Pasaje citado →
Convengamos que no es fácil gestionar un país sacudido por una pandemia y por una guerra, pero las emergencias drásticas y coyunturales no pueden convocarse para enmascarar el lado oscuro del balance. No ya por los indultos o por la relación orgánica con Bildu, sino por el deterioro extremo del hábitat institucional. La injerencia en la separación de poderes expone y exhibe las veleidades de un bonapartismo que Sánchez ha perfeccionado para sabotear el Parlamento, el Supremo, el CIS, el Tribunal de Cuentas, el CNI, RTVE, la Fiscalía General y hasta los paradores nacionales.

Sánchez no ha perdido una sola votación en el Congreso. Ni siquiera cuando el PP de Casado quiso contrariar la reforma laboral. La negligencia del diputado Casero ilustra el golpe de fortuna que airea la bandera socialista en la Moncloa. Y que demuestra las habilidades para atraer los sustentos.

Qué se pide → Cita literalmente el fragmento del pasaje sobre el balance de Sánchez que va desde "Convengamos que no" hasta "los paradores nacionales.", con estas últimas palabras incluidas.

Extractos de registros →
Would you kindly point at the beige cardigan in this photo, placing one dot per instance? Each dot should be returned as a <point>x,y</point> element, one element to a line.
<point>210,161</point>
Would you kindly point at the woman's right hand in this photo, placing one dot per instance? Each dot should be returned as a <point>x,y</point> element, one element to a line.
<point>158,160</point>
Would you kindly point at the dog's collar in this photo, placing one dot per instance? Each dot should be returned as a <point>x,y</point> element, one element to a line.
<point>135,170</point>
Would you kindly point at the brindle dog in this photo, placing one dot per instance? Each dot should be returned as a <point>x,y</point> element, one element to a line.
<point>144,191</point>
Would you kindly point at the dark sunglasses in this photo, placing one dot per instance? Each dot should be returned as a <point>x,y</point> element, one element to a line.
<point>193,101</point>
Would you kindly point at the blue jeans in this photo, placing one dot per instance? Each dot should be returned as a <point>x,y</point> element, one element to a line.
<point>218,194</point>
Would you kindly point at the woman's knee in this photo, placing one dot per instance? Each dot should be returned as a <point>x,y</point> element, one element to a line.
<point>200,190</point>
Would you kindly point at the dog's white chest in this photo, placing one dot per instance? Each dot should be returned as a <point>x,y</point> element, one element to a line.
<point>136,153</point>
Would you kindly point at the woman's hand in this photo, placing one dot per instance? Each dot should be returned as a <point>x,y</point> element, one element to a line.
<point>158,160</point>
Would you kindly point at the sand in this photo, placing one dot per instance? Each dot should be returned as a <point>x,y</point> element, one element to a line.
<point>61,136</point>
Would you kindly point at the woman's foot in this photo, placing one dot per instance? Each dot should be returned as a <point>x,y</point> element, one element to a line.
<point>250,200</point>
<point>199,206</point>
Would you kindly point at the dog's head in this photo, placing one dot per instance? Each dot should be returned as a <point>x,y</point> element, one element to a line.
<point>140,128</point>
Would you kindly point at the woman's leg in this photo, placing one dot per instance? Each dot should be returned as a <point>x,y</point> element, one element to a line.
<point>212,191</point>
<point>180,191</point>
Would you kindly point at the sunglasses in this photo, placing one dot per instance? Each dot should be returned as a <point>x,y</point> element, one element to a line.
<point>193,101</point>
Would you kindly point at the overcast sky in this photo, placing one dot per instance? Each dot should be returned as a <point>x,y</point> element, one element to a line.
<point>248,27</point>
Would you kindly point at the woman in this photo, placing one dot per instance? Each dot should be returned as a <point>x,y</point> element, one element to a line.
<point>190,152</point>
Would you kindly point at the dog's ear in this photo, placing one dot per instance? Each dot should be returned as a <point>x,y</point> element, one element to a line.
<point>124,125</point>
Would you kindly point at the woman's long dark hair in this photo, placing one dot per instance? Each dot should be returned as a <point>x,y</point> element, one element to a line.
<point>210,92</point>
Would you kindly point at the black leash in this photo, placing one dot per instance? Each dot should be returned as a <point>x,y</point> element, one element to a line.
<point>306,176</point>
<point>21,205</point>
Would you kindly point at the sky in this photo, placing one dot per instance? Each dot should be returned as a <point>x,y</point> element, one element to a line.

Solución propuesta →
Convengamos que no es fácil gestionar un país sacudido por una pandemia y por una guerra, pero las emergencias drásticas y coyunturales no pueden convocarse para enmascarar el lado oscuro del balance. No ya por los indultos o por la relación orgánica con Bildu, sino por el deterioro extremo del hábitat institucional. La injerencia en la separación de poderes expone y exhibe las veleidades de un bonapartismo que Sánchez ha perfeccionado para sabotear el Parlamento, el Supremo, el CIS, el Tribunal de Cuentas, el CNI, RTVE, la Fiscalía General y hasta los paradores nacionales.